> Check your understanding:
**1)** Answer these questions from the GPT Researcher scraper documentation below:
(a) What command installs the Tavily Python SDK?
(b) What environment variable is set to the Tavily API key?
(c) In what format does the FireCrawl Scrape API scrape the web?
**2)** Pick up the GPT Researcher scraper documentation below at its final line and keep writing.

> Document section:
== Segment start ==

When SCRAPER="tavily_extract", GPT Researcher uses Tavily's Extract API for web scraping. This method:

  • Uses Tavily's robust infrastructure to handle web scraping at scale
  • Automatically handles CAPTCHAs, JavaScript rendering, and anti-bot measures
  • Provides clean, structured content extraction

Benefits:

  • Production-ready and highly reliable
  • No need to manage proxies or handle rate limiting
  • Excellent success rate on most websites
  • Handles both static and dynamic content
  • Built-in content cleaning and formatting
  • Fast response times through Tavily's distributed infrastructure

Setup:

  1. Create a Tavily account at app.tavily.com
  2. Get your API key from the dashboard
  3. Install the Tavily Python SDK:
    pip install tavily-python
  4. Set your Tavily API key:
    export TAVILY_API_KEY="your-api-key"

Usage Considerations:

  • Requires a Tavily API key and account
  • API calls are metered based on your Tavily plan
  • Best for production environments where reliability is crucial
  • Ideal for businesses and applications that need consistent scraping results

When SCRAPER="firecrawl", GPT Researcher uses FireCrawl Scrape API for web scraping in markdown format. This method:

  • Uses FireCrawl's robust infrastructure to handle web scraping at scale
  • Or uses self-hosted FireCrawl server.

== Segment end ==

> Dataset records:
== Segment start ==

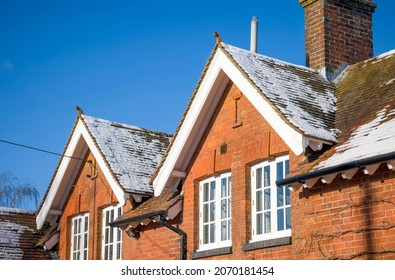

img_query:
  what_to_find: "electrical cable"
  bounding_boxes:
[0,139,83,160]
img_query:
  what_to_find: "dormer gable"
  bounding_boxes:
[152,41,336,196]
[36,112,171,228]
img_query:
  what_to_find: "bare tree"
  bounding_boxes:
[0,172,39,209]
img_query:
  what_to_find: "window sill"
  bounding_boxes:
[190,246,232,260]
[242,236,292,252]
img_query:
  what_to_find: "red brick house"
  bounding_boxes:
[0,207,56,260]
[38,0,395,260]
[36,111,171,260]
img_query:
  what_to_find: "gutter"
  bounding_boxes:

== Segment end ==

> Answers for each item:
**1)**
(a) pip install tavily-python
(b) TAVILY_API_KEY
(c) Markdown format

**2)**
  • Automatically handles CAPTCHAs, JavaScript rendering, and anti-bot measures
  • Provides clean, structured content extraction in markdown format.

Benefits:

  • Production-ready and highly reliable
  • No need to manage proxies or handle rate limiting
  • Excellent success rate on most websites
  • Handles both static and dynamic content
  • Built-in content cleaning and formatting
  • Fast response times through FireCrawl's distributed infrastructure
  • Ease of setup with FireCrawl self-hosted

Setup (official service by FireCrawl):

  1. Create a FireCrawl account at firecrawl.dev/app
  2. Get your API key from the dashboard
  3. Install the FireCrawl Python SDK:
    pip install firecrawl-py
  4. Set your FireCrawl API key:
    export FIRECRAWL_API_KEY=<your-firecrawl-api>
    Setup (with self-hosted server):
  5. Host your FireCrawl. Read their self-hosted guidelines or run locally guidelines
  6. Get your server URL and API key (if you set it).
  7. Install the FireCrawl Python SDK:
    pip install firecrawl-py
  8. Set your FireCrawl API key:
    export FIRECRAWL_API_KEY=<your-firecrawl-api>

Note: FIRECRAWL_API_KEY can be empty if you not setup authentication for your self host server (FIRECRAWL_API_KEY=""). There will be some difference between their cloud service and open source service. To understand differences between FireCrawl option read here.

Usage Considerations:

  • Requires a FireCrawl API key and account or self-hosted server
  • API calls are metered based on your FireCrawl plan (it can be basically free with self-hosted FireCrawl method)
  • Best for production environments where reliability is crucial (for their cloud service)
  • Ideal for businesses and applications that need consistent scraping results
  • Need robust scraping option for personal use

Additional Setup for Selenium

If you choose to use Selenium (SCRAPER="browser"), you'll need to:

  1. Install the Selenium package:

    pip install selenium
  2. Download the appropriate WebDriver for your browser:

    Ensure the WebDriver is in your system's PATH.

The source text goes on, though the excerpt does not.